_What is asked_
Report every line of the data below that contains the string "horizontal", copying each such line in full. Matching is case-sensitive.

_Material supplied_
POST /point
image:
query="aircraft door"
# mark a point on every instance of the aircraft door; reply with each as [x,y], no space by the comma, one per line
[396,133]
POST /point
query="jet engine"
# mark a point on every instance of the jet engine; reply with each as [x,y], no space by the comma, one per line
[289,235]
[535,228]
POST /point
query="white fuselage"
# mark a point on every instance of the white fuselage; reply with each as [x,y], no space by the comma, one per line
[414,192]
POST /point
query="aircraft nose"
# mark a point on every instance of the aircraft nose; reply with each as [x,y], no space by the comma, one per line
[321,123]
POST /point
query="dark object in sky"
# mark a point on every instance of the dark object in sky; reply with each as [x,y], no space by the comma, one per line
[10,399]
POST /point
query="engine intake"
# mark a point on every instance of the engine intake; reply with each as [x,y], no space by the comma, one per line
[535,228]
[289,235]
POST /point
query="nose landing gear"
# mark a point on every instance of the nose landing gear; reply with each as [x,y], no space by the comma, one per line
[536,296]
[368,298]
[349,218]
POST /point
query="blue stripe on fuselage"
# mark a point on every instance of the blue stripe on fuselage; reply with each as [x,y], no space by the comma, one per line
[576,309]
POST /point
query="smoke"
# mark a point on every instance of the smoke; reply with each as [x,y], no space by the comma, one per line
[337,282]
---
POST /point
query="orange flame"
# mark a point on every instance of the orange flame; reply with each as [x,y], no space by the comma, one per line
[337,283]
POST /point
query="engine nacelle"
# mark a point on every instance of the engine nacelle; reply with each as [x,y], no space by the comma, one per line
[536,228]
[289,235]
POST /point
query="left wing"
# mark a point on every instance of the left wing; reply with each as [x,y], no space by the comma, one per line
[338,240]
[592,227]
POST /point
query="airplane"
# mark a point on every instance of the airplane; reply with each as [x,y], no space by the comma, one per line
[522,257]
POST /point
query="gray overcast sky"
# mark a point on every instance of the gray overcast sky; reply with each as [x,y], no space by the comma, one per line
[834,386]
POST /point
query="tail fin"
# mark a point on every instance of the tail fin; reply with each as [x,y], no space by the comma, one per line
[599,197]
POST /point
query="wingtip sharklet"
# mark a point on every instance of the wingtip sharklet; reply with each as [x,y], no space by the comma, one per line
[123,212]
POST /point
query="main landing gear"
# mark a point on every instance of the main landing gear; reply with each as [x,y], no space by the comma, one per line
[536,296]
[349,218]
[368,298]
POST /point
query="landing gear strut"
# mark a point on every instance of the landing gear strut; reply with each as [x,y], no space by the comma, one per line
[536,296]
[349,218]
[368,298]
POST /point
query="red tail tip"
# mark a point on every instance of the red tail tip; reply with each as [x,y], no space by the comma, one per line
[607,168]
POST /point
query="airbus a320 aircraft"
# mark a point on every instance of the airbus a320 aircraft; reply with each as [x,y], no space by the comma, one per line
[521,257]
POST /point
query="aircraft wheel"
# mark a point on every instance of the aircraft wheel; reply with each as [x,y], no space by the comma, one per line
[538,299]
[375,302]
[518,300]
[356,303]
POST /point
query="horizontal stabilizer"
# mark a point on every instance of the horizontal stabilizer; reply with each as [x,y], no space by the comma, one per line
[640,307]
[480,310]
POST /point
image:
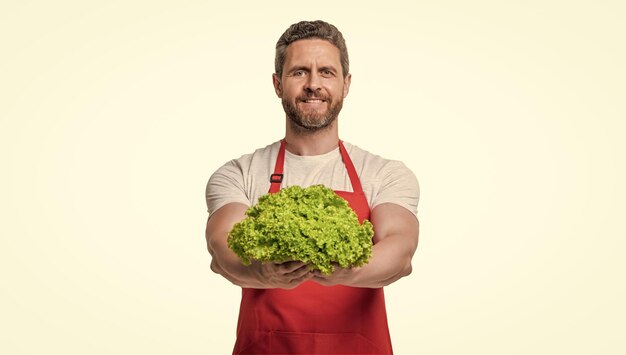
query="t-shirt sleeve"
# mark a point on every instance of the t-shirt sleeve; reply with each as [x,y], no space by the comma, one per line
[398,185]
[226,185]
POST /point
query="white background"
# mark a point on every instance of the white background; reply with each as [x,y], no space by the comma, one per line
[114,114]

_Solution_
query="horizontal stabilizer"
# mark a point on every instance of the horizontal stabilizer; reply with each as [x,y], no space by the comma, one per line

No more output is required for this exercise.